DESCRIPTION OF THE TASK — Filter the listing so that only lines with the word "shelf" remain.

MATERIAL PROVIDED —
______________________________

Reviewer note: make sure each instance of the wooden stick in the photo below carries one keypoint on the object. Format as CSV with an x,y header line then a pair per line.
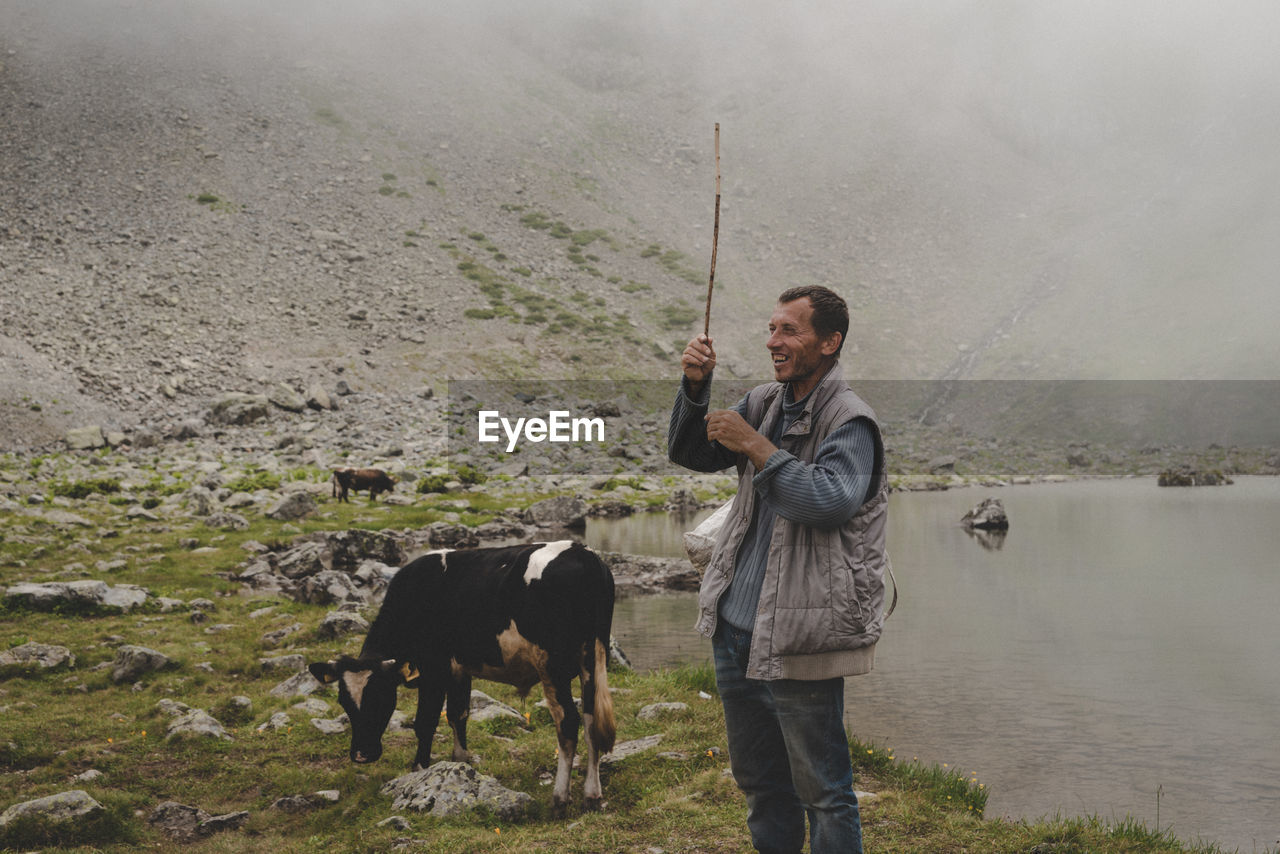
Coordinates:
x,y
711,281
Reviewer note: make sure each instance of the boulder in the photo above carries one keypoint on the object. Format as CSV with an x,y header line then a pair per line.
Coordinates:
x,y
295,506
186,823
561,511
987,515
287,397
63,807
86,438
297,685
329,587
237,409
318,398
338,624
131,662
656,711
453,788
32,654
82,594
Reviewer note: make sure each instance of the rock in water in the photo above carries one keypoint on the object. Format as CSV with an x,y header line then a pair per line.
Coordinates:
x,y
987,516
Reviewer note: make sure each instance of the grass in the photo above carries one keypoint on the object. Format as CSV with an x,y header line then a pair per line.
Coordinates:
x,y
677,797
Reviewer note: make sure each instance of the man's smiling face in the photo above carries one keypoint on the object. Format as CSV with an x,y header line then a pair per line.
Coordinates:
x,y
799,355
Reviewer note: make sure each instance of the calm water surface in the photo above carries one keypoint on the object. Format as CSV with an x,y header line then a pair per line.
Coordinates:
x,y
1121,640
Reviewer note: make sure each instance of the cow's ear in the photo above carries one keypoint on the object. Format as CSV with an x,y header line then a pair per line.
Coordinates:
x,y
324,671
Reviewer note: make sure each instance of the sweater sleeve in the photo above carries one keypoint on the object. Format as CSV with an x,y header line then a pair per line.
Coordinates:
x,y
686,435
827,492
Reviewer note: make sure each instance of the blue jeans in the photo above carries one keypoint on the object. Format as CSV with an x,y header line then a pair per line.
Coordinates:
x,y
789,753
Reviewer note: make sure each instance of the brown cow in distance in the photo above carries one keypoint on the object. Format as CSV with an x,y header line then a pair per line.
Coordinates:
x,y
375,480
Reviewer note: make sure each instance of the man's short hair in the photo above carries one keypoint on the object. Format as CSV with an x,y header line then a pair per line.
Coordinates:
x,y
830,311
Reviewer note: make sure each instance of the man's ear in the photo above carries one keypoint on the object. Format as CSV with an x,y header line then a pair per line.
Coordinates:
x,y
324,671
832,343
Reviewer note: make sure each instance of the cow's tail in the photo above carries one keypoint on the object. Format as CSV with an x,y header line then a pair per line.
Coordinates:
x,y
604,727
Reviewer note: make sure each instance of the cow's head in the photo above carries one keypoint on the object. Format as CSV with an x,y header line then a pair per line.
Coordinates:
x,y
366,689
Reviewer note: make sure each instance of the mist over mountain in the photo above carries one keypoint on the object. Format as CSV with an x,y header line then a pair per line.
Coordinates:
x,y
204,196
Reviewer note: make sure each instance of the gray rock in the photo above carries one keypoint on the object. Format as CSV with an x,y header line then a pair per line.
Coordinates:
x,y
201,502
485,708
227,521
656,711
287,397
330,587
237,409
274,639
186,823
85,593
277,722
199,724
297,685
453,788
292,663
318,398
336,726
65,805
987,515
86,438
561,511
631,748
32,654
338,624
944,465
293,506
131,662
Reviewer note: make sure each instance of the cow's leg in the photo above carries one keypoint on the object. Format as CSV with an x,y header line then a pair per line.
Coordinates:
x,y
457,711
593,794
560,698
430,698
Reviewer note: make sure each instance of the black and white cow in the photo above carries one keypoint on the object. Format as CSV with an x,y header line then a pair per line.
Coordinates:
x,y
520,615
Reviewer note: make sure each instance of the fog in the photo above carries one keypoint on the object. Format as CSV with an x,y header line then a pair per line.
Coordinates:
x,y
1002,188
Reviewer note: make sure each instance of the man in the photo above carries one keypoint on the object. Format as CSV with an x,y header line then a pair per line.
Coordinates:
x,y
792,598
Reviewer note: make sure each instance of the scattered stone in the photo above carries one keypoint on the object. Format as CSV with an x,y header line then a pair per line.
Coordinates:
x,y
297,685
237,409
334,726
292,507
277,722
131,662
287,397
293,663
1187,476
656,711
455,788
631,748
561,511
187,721
338,624
987,515
86,438
485,708
186,823
63,807
33,654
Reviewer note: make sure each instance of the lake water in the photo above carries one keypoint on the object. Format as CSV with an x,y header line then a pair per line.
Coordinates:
x,y
1121,640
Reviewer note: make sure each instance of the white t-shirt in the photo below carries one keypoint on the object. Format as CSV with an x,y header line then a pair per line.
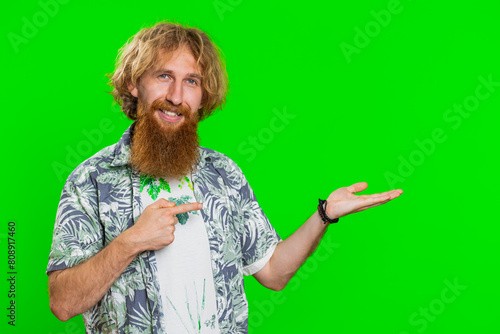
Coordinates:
x,y
184,267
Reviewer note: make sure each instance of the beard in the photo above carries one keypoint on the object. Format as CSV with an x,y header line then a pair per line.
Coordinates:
x,y
161,149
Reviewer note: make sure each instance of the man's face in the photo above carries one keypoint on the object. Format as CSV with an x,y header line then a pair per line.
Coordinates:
x,y
175,79
165,140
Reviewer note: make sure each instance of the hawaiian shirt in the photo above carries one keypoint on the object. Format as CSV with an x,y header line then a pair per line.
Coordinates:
x,y
101,199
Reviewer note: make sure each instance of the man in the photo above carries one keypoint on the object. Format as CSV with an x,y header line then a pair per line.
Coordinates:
x,y
154,234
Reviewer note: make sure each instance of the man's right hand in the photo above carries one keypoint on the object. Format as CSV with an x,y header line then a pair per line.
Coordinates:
x,y
154,229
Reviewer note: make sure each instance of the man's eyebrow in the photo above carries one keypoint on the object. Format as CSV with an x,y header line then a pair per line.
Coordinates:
x,y
164,71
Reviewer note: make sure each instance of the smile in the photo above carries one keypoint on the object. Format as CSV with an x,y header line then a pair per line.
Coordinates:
x,y
169,113
169,116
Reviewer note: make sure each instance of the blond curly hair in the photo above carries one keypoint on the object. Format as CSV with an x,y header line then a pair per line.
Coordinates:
x,y
141,52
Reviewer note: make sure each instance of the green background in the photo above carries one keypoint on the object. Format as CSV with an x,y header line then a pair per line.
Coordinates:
x,y
354,117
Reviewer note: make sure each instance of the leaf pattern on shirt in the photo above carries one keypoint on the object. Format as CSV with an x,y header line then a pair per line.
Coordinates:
x,y
101,199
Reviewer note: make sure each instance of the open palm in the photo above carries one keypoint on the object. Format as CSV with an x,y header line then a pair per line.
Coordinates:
x,y
342,201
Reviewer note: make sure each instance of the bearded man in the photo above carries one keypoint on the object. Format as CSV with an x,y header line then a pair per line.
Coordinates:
x,y
115,257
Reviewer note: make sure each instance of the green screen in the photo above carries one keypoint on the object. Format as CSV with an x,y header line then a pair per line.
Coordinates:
x,y
400,94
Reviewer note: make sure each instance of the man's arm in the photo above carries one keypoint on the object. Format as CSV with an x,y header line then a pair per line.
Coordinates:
x,y
75,290
291,253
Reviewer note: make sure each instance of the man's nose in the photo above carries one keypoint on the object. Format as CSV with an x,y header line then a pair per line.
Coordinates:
x,y
174,93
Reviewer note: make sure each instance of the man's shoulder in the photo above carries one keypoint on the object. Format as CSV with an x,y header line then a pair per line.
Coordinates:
x,y
96,164
113,156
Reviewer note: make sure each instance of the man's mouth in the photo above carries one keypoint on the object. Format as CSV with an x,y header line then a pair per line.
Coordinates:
x,y
170,116
169,113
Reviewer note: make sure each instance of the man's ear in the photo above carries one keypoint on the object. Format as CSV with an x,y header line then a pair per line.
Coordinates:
x,y
133,90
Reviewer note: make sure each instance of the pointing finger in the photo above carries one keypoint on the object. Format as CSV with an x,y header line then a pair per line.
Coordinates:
x,y
186,208
162,203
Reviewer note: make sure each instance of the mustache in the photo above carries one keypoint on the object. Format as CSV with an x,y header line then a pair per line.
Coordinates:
x,y
168,106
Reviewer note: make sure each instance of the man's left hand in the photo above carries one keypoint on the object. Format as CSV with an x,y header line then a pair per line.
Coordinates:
x,y
342,201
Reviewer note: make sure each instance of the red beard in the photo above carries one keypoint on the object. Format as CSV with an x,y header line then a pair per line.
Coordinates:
x,y
164,150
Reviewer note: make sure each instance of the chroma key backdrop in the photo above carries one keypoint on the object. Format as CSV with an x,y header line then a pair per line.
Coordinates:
x,y
397,93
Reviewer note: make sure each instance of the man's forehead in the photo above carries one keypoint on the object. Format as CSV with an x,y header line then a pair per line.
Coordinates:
x,y
165,57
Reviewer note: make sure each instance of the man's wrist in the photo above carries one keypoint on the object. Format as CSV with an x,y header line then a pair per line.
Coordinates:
x,y
322,213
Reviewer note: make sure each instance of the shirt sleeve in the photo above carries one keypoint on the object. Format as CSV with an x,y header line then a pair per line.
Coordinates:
x,y
77,233
259,238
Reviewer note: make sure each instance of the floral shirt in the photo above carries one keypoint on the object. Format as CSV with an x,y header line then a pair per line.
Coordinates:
x,y
101,199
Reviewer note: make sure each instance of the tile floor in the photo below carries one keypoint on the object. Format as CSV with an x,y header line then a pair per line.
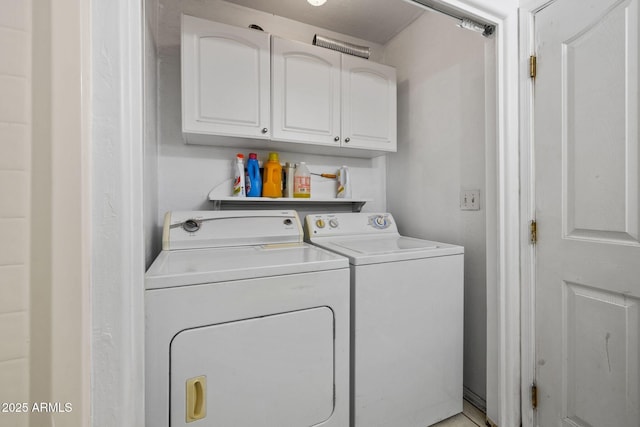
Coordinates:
x,y
470,417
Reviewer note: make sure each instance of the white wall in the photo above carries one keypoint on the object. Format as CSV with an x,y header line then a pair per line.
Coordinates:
x,y
441,150
15,194
150,206
186,173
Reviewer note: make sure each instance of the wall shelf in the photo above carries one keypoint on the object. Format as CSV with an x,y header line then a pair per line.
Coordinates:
x,y
222,203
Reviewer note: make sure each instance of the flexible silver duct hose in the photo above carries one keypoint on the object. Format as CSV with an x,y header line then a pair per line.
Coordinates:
x,y
340,46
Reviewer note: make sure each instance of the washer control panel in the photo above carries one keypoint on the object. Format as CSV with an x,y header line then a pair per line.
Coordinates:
x,y
344,224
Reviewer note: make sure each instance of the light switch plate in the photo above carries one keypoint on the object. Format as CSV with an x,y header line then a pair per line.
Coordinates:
x,y
470,200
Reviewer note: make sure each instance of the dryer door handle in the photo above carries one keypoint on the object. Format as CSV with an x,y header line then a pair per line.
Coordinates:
x,y
196,398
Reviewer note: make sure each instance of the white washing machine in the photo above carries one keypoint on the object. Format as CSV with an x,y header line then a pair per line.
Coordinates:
x,y
406,319
246,325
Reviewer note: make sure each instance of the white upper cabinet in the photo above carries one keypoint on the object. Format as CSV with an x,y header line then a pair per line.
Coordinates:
x,y
305,93
368,105
243,88
225,80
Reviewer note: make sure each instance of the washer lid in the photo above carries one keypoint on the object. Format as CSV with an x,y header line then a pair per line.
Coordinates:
x,y
212,265
370,250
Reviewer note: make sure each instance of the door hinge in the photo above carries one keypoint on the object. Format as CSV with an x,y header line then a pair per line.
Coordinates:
x,y
532,66
533,232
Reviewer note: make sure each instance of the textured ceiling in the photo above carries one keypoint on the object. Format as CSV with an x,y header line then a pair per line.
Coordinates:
x,y
373,20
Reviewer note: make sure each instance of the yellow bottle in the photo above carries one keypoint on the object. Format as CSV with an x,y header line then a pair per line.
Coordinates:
x,y
272,179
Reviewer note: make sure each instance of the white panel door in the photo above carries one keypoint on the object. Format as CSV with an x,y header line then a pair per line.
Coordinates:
x,y
588,250
305,93
368,105
271,371
225,79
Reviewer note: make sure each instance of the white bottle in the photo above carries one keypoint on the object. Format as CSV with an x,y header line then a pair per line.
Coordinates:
x,y
302,182
238,178
344,183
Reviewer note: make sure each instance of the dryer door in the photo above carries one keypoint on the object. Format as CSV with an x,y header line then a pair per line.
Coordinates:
x,y
269,371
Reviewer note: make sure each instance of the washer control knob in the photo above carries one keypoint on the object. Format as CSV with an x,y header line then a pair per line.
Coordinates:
x,y
191,226
379,222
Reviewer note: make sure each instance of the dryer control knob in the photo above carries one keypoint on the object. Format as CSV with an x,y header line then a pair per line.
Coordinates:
x,y
191,226
379,222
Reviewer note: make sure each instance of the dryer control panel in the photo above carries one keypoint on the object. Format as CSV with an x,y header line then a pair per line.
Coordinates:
x,y
348,224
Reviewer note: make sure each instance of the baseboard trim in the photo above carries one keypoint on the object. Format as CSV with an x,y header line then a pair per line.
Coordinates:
x,y
476,400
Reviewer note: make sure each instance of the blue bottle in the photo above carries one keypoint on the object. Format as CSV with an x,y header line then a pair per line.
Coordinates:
x,y
254,184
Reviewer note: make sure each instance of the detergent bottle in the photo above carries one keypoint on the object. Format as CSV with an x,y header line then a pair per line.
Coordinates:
x,y
302,182
238,177
272,179
254,183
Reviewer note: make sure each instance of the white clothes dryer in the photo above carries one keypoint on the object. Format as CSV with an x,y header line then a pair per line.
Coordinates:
x,y
406,319
246,325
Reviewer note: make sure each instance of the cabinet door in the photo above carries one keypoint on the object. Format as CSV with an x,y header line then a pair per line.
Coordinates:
x,y
225,79
368,104
305,93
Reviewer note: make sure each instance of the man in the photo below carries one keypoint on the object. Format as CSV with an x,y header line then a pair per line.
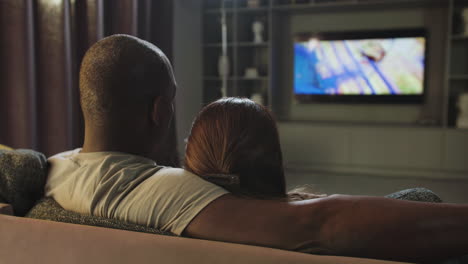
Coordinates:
x,y
127,88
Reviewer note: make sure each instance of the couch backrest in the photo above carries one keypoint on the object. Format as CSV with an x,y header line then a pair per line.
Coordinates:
x,y
25,240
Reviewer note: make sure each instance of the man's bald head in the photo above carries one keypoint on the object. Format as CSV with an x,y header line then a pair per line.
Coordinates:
x,y
120,75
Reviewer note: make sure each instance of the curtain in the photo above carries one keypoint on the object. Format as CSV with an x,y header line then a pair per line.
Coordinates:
x,y
42,43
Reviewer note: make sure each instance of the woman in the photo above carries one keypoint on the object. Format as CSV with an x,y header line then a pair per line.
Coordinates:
x,y
234,143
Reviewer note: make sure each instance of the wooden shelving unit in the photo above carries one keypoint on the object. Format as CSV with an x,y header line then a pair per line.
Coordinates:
x,y
244,53
457,61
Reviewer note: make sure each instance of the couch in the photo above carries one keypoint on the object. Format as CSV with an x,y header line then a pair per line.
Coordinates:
x,y
27,240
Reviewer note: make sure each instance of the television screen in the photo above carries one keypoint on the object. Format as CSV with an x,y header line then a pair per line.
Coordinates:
x,y
360,66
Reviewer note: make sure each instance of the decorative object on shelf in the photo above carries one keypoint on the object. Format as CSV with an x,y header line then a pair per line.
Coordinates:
x,y
257,28
462,120
258,98
253,3
223,61
223,66
458,24
293,2
251,73
465,21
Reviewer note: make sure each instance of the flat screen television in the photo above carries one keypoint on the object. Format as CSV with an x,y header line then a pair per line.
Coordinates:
x,y
360,67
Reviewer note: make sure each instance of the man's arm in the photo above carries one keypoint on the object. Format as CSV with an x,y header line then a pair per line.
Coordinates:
x,y
339,225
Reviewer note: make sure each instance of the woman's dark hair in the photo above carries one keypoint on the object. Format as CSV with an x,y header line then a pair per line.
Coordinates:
x,y
237,136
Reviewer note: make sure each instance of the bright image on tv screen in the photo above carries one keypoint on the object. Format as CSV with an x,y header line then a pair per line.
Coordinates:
x,y
392,66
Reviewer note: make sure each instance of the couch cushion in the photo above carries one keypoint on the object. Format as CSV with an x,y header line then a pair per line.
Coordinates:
x,y
49,209
35,241
416,195
5,147
22,178
6,209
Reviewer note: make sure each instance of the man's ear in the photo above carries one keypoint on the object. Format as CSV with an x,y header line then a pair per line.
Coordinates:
x,y
161,112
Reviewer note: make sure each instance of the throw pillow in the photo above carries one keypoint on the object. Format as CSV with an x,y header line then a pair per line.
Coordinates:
x,y
22,178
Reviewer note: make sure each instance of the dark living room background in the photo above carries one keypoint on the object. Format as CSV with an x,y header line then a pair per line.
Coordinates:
x,y
42,45
334,147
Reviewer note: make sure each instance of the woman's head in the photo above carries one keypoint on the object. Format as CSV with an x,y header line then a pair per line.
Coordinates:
x,y
238,136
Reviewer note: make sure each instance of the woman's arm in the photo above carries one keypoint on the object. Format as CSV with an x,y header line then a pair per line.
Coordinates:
x,y
339,225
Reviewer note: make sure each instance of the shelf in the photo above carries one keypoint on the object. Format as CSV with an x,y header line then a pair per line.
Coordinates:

______________________________

RESULT OF THIS EXERCISE —
Reviewer note: make sure each instance of the wall shelf in the photo above carries one keypoint on the object. Format as CSV with an x,y header line then a pair per line.
Reviewer note: make sure each instance of the decorative object on shelf in the photo above carries one keypoint on the object. Format as CSV with an x,y header line then a pair per line.
Reviewer note: make sure each instance of the shelf in the photo above carries one keypoint on the object. Format as CSV with an x,y header line then a pair per line.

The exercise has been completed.